• Required task
Please reproduce all of the lines below word for word, omitting the pictures.

Excerpt from a data file
◇ ◇ ◇

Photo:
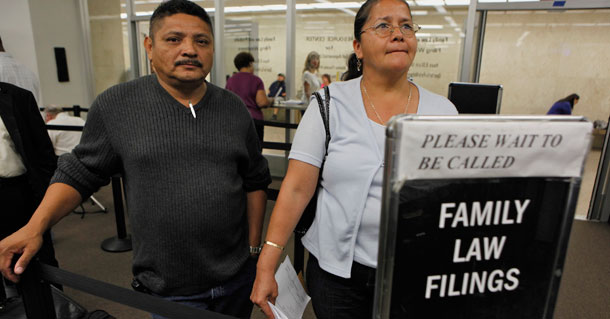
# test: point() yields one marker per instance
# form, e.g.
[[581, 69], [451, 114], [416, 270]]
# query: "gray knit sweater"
[[186, 179]]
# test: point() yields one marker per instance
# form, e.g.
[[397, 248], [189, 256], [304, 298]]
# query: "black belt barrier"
[[38, 302]]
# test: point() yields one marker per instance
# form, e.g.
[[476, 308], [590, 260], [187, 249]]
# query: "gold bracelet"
[[274, 245]]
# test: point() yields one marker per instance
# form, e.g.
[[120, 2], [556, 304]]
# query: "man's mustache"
[[188, 62]]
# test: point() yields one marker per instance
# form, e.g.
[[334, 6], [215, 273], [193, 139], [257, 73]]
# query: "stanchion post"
[[122, 242], [76, 110], [36, 294]]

◇ ◇ ◇

• Finished task
Photo:
# test: point() yields one marker per instance
# form, e.g.
[[581, 69], [451, 114], [416, 270]]
# query: "gray knit sweater"
[[186, 179]]
# test: point() yields one marker per instance
# form, e.g.
[[397, 248], [189, 256], [304, 298]]
# query: "black belt barrier"
[[38, 302]]
# test: point() yields one marker per instance
# form, e.g.
[[476, 308], [590, 260], [187, 249]]
# query: "gold bracelet"
[[274, 245]]
# test: point() yields one marker per instance
# form, e.g.
[[120, 2], [556, 304]]
# query: "man's mustache"
[[188, 62]]
# test: point() yields one marker per instance
# form, e.g.
[[334, 6], [215, 273], [193, 139], [257, 73]]
# query: "stanchion post"
[[122, 242], [76, 110], [36, 294]]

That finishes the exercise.